Данный отрывок:
—————

Но неужели эта надпись должна служить в то же время опровержением свидетельства Плиния, что известны только три произведения, говоря о которых художники употребили глагол ‘делать’ в прошедшем совершенном времени? Почему же именно эта надпись? Отчего должны мы узнать из нее то, что было известно гораздо раньше из других надписей? Разве уже не было найдено прежде на статуе Германика: ‘Сделал Клеомен’? Или на так называемом апофеозе Гомера: ‘Сделал Архелай’? Или на знаменитой Гаэтской вазе: ‘Сделал Салпион’? и т. д.
Винкельман может, конечно, спросить: ‘Кто знает это лучше меня?’ ‘Но, — добавит он, — тем хуже для Плиния, против его высказывания имеются, стало быть, лишние опровержения, и неверность его утверждается тем яснее’.

—————

Собранные данные:
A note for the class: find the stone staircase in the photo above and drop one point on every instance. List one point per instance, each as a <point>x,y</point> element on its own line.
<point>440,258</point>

—————

Цель задания:
Выпишите из отрывка о свидетельстве Плиния всё, начиная со слов «Но неужели эта» и вплоть до слов «утверждается тем яснее’.».

Полный ответ:
Но неужели эта надпись должна служить в то же время опровержением свидетельства Плиния, что известны только три произведения, говоря о которых художники употребили глагол ‘делать’ в прошедшем совершенном времени? Почему же именно эта надпись? Отчего должны мы узнать из нее то, что было известно гораздо раньше из других надписей? Разве уже не было найдено прежде на статуе Германика: ‘Сделал Клеомен’? Или на так называемом апофеозе Гомера: ‘Сделал Архелай’? Или на знаменитой Гаэтской вазе: ‘Сделал Салпион’? и т. д.
Винкельман может, конечно, спросить: ‘Кто знает это лучше меня?’ ‘Но, — добавит он, — тем хуже для Плиния, против его высказывания имеются, стало быть, лишние опровержения, и неверность его утверждается тем яснее’.